### Written request
Could you reproduce the concert review between "It's easy for" and "virtuosity for granted.", inclusive, with "Chicagoans" swapped out for "concertgoers"?

The orchestra seemed
completely at ease with the muscular, oceanic ebb and surge
of Ran's musical ideas.
The large orchestra often sounded
transparent, with shimmering massed violins and the glistening
punctuation of crystalline brass."
May 30
There was no charge for tickets to the Civic Orchestra
of Chicago's concert on May 30th and nearly every seat
in Symphony Hall was taken by an enthusiastic and appreciative
audience. The young musicians performed Tchaikovsky's Fifth
Symphony under the baton of Daniel Barenboim. WMFT's
Andrew Patner wrote, "What a privilege it was to be in
the audience at Orchestra Hall last Sunday evening for the
final concert of the Civic Orchestras 2003-2004 season. One
of Daniel Barenboim's many major contributions to Chicago's
musical life was his role in saving and enhancing this outstanding
institution, a unique training orchestra that for 85 years
has been preparing orchestral musicians for serious careers.
They also are capable of playing as well as and sometimes
better than many a more storied ensemble and such was the
case this week when Barenboim himself led them in performance
of Tchaikovsky's Fifth Symphony that was both rousing and
deeply felt."
May 27, 28 & 29
The following week, Daniel Barenboim took to the piano
as soloist in Brahms's First Piano Concerto. Mariss Jansons
conducted the CSO. "He and Barenboim seem to be musical
soulmates," wrote Wynne Delacoma. "The result was
a Brahms concerto full of fire and almost telepathic communication
between piano and orchestra.
It's easy for Chicagoans
to forget just how spectacular Barenboim is as a pianist.
It's easy to take his astonishing clarity of tone and
phrasing, limpid grace and powerhouse virtuosity for granted.

[Point labeling records]

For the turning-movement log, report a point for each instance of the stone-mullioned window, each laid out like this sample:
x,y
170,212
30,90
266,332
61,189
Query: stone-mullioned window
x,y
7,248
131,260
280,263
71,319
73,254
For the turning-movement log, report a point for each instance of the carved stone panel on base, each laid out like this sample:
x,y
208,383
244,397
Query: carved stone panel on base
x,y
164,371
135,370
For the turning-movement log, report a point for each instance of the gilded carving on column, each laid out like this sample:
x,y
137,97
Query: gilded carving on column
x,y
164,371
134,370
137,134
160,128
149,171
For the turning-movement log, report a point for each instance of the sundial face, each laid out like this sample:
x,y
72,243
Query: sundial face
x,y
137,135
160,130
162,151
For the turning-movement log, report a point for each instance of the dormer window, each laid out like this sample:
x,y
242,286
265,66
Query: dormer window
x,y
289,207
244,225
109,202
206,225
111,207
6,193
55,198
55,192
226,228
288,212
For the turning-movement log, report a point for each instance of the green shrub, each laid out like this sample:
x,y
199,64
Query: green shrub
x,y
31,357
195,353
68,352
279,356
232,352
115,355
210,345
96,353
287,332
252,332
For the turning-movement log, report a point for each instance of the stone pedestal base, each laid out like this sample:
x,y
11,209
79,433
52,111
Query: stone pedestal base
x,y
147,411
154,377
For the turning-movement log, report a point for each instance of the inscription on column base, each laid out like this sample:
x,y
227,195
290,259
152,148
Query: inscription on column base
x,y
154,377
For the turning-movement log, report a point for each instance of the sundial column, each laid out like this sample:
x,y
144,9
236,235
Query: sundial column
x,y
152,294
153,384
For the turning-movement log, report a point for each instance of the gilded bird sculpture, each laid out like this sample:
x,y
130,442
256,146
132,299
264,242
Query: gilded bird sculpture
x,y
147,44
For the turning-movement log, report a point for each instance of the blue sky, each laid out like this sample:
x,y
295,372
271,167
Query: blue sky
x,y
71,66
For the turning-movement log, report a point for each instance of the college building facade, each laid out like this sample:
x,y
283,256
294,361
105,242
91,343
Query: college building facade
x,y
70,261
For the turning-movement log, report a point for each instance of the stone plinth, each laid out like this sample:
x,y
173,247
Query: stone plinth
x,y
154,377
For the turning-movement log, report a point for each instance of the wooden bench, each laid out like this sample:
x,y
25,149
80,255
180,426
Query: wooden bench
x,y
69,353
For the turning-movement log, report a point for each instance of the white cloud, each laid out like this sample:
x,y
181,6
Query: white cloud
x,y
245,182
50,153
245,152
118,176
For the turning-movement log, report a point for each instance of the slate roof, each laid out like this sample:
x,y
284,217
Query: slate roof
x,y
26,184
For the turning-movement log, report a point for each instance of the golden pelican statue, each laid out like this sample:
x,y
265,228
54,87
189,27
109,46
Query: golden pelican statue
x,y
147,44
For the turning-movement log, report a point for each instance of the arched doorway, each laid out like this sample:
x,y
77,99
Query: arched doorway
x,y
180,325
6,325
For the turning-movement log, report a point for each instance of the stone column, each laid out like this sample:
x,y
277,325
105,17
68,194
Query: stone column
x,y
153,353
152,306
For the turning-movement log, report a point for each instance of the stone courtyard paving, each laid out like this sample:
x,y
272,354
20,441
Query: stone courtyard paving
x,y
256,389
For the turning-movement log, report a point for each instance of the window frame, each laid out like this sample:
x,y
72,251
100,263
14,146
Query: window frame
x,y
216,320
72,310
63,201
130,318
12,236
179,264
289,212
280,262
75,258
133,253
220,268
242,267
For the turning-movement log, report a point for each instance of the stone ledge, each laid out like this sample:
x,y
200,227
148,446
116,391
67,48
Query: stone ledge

### Result
It's easy for concertgoers
to forget just how spectacular Barenboim is as a pianist.
It's easy to take his astonishing clarity of tone and
phrasing, limpid grace and powerhouse virtuosity for granted.